Reproduce the part of the records that opens at their start and closes with the line containing "M 170 108 L", both ends included. Shift every path coordinate in it by -114, and leave the pictures out.

▶ Input data:

::::::::

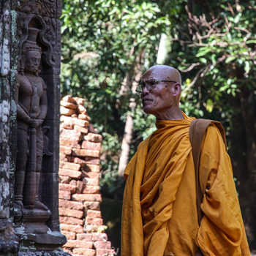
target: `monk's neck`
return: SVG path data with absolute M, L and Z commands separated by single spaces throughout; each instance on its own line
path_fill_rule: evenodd
M 170 108 L 166 111 L 157 113 L 155 116 L 157 117 L 157 120 L 176 120 L 184 118 L 179 108 L 176 109 Z

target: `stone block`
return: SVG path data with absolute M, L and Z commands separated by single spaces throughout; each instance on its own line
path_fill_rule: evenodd
M 68 217 L 82 219 L 83 217 L 83 211 L 69 209 L 67 208 L 59 207 L 59 215 L 67 216 Z
M 100 209 L 100 203 L 99 202 L 90 202 L 86 201 L 83 203 L 83 206 L 86 209 L 91 209 L 91 210 L 99 210 Z
M 70 185 L 70 184 L 59 184 L 59 190 L 64 190 L 64 191 L 69 191 L 71 194 L 75 193 L 77 190 L 77 187 Z
M 98 151 L 98 150 L 73 148 L 72 154 L 74 157 L 99 157 L 99 151 Z
M 59 222 L 61 224 L 69 224 L 72 225 L 83 225 L 83 219 L 80 219 L 78 218 L 67 217 L 64 216 L 59 217 Z
M 82 203 L 69 201 L 67 200 L 60 199 L 59 200 L 59 206 L 67 208 L 69 209 L 80 210 L 80 211 L 83 210 L 83 205 Z
M 83 140 L 81 148 L 84 149 L 100 150 L 102 143 L 99 142 L 91 142 L 89 140 Z
M 99 186 L 84 186 L 83 194 L 99 194 Z
M 78 170 L 64 170 L 60 168 L 59 170 L 59 174 L 64 176 L 69 176 L 70 178 L 80 178 L 81 177 L 82 173 Z
M 71 231 L 75 233 L 83 233 L 83 228 L 79 225 L 61 224 L 61 230 Z
M 102 140 L 102 136 L 98 134 L 89 132 L 88 135 L 83 136 L 83 139 L 91 142 L 101 142 Z
M 72 195 L 72 200 L 75 201 L 102 201 L 102 195 L 99 194 L 74 194 Z
M 59 198 L 69 200 L 70 197 L 71 197 L 70 191 L 63 191 L 63 190 L 59 191 Z

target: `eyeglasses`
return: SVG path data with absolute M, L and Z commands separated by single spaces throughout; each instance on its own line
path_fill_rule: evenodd
M 145 89 L 145 87 L 148 90 L 151 90 L 154 89 L 154 88 L 156 88 L 157 84 L 158 84 L 160 82 L 165 82 L 165 83 L 167 83 L 167 82 L 172 82 L 172 83 L 177 83 L 176 81 L 172 81 L 170 80 L 149 80 L 145 82 L 141 82 L 137 87 L 136 89 L 136 92 L 138 94 L 141 94 L 143 89 Z

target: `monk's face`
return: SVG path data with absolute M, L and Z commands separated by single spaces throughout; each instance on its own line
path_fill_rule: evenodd
M 170 110 L 176 102 L 173 96 L 173 82 L 159 82 L 155 80 L 174 80 L 170 70 L 165 68 L 151 68 L 142 78 L 142 84 L 145 86 L 141 94 L 142 104 L 145 113 L 152 114 L 159 118 L 162 114 Z M 152 86 L 153 84 L 153 86 Z

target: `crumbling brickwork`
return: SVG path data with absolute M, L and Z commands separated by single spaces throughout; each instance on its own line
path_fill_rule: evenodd
M 72 255 L 113 255 L 100 211 L 102 136 L 89 124 L 82 98 L 61 101 L 59 215 L 64 249 Z

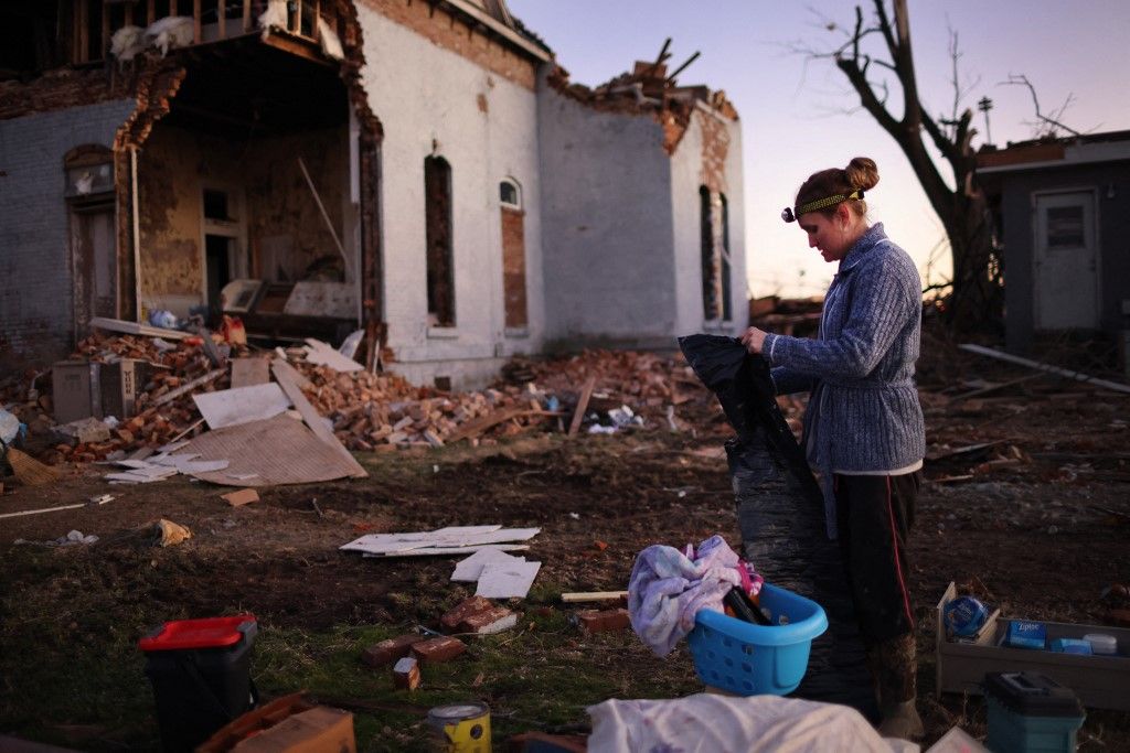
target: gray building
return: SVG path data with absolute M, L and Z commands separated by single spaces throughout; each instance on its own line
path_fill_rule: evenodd
M 1051 333 L 1130 327 L 1130 131 L 982 151 L 977 176 L 1005 247 L 1005 331 L 1026 351 Z

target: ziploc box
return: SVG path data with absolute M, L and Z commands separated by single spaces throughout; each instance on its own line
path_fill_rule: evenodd
M 1046 642 L 1048 628 L 1043 622 L 1009 620 L 1008 630 L 1005 632 L 1005 646 L 1043 650 Z

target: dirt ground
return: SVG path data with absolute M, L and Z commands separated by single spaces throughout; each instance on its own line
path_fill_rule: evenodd
M 933 606 L 950 581 L 1007 616 L 1088 624 L 1106 616 L 1099 601 L 1105 587 L 1130 584 L 1130 396 L 1041 377 L 962 399 L 1029 374 L 953 352 L 946 360 L 923 358 L 931 459 L 911 557 L 927 744 L 955 724 L 985 734 L 980 699 L 933 694 Z M 791 418 L 802 408 L 796 401 L 783 405 Z M 9 480 L 0 513 L 101 493 L 115 498 L 0 519 L 0 730 L 81 750 L 151 745 L 153 721 L 145 718 L 151 700 L 138 673 L 140 659 L 122 659 L 129 666 L 116 674 L 107 671 L 105 686 L 68 680 L 71 702 L 59 698 L 58 688 L 43 689 L 60 682 L 43 673 L 67 672 L 68 654 L 97 654 L 110 645 L 115 648 L 105 649 L 106 656 L 128 657 L 144 628 L 160 620 L 246 611 L 264 632 L 353 636 L 353 657 L 360 633 L 350 630 L 379 625 L 397 634 L 435 627 L 442 610 L 469 593 L 449 583 L 452 559 L 377 561 L 338 546 L 363 533 L 484 523 L 541 527 L 525 553 L 542 562 L 541 571 L 530 598 L 513 606 L 530 620 L 523 636 L 549 625 L 551 638 L 505 639 L 514 642 L 499 646 L 530 665 L 542 660 L 539 654 L 556 657 L 562 667 L 571 666 L 570 657 L 584 667 L 582 657 L 596 656 L 589 672 L 600 680 L 579 683 L 570 691 L 577 699 L 570 710 L 546 711 L 540 719 L 507 719 L 505 710 L 528 709 L 519 695 L 564 692 L 553 678 L 514 684 L 480 667 L 467 685 L 451 681 L 444 690 L 487 700 L 499 713 L 496 730 L 511 733 L 583 728 L 583 706 L 614 695 L 696 692 L 701 685 L 685 649 L 658 659 L 631 633 L 586 638 L 568 624 L 570 610 L 557 598 L 566 590 L 626 588 L 635 554 L 649 544 L 697 543 L 713 533 L 739 543 L 722 453 L 732 431 L 705 391 L 679 405 L 678 417 L 686 422 L 683 431 L 652 419 L 612 436 L 565 439 L 531 431 L 489 446 L 359 454 L 368 479 L 266 489 L 261 501 L 241 508 L 219 499 L 227 490 L 184 476 L 112 487 L 97 465 L 71 467 L 62 481 L 44 487 L 11 488 Z M 157 518 L 188 526 L 192 539 L 151 546 L 142 527 Z M 43 543 L 72 529 L 99 541 Z M 772 580 L 772 572 L 765 575 Z M 285 659 L 270 654 L 270 645 L 264 651 L 269 667 L 257 678 L 260 685 L 270 694 L 295 690 L 286 685 Z M 316 664 L 319 656 L 305 654 L 303 662 Z M 98 666 L 96 658 L 84 655 L 73 673 L 90 666 Z M 524 671 L 513 672 L 525 678 Z M 577 669 L 582 678 L 583 672 Z M 132 685 L 125 691 L 115 682 Z M 332 690 L 327 683 L 323 689 Z M 114 693 L 129 695 L 123 706 L 132 711 L 106 711 L 105 699 Z M 419 704 L 403 693 L 384 698 Z M 362 750 L 412 748 L 420 738 L 418 719 L 411 726 L 377 707 L 359 710 L 360 699 L 354 709 L 366 717 L 358 726 Z M 1079 741 L 1085 751 L 1130 750 L 1130 713 L 1089 711 Z

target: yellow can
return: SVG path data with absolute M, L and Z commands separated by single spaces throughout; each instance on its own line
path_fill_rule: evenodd
M 490 707 L 479 701 L 437 706 L 427 712 L 432 741 L 442 753 L 490 753 Z

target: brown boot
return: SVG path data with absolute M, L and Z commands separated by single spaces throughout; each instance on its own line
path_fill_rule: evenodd
M 907 741 L 922 737 L 922 719 L 914 708 L 918 656 L 913 633 L 869 647 L 868 659 L 868 665 L 873 667 L 883 715 L 879 734 Z

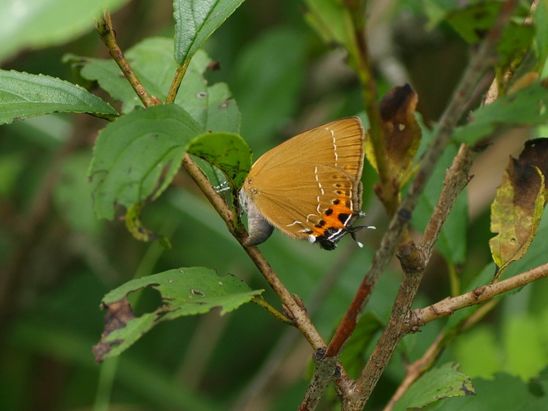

::::::::

▶ The response:
target: `monk's neck`
return: SVG path data with absolute M, L and Z commands separated by single spaces throughout; each instance on its own line
path_fill_rule: evenodd
M 56 -6 L 52 -3 L 43 -1 L 41 2 L 43 3 L 43 6 L 62 6 L 70 4 L 65 -6 L 62 -5 Z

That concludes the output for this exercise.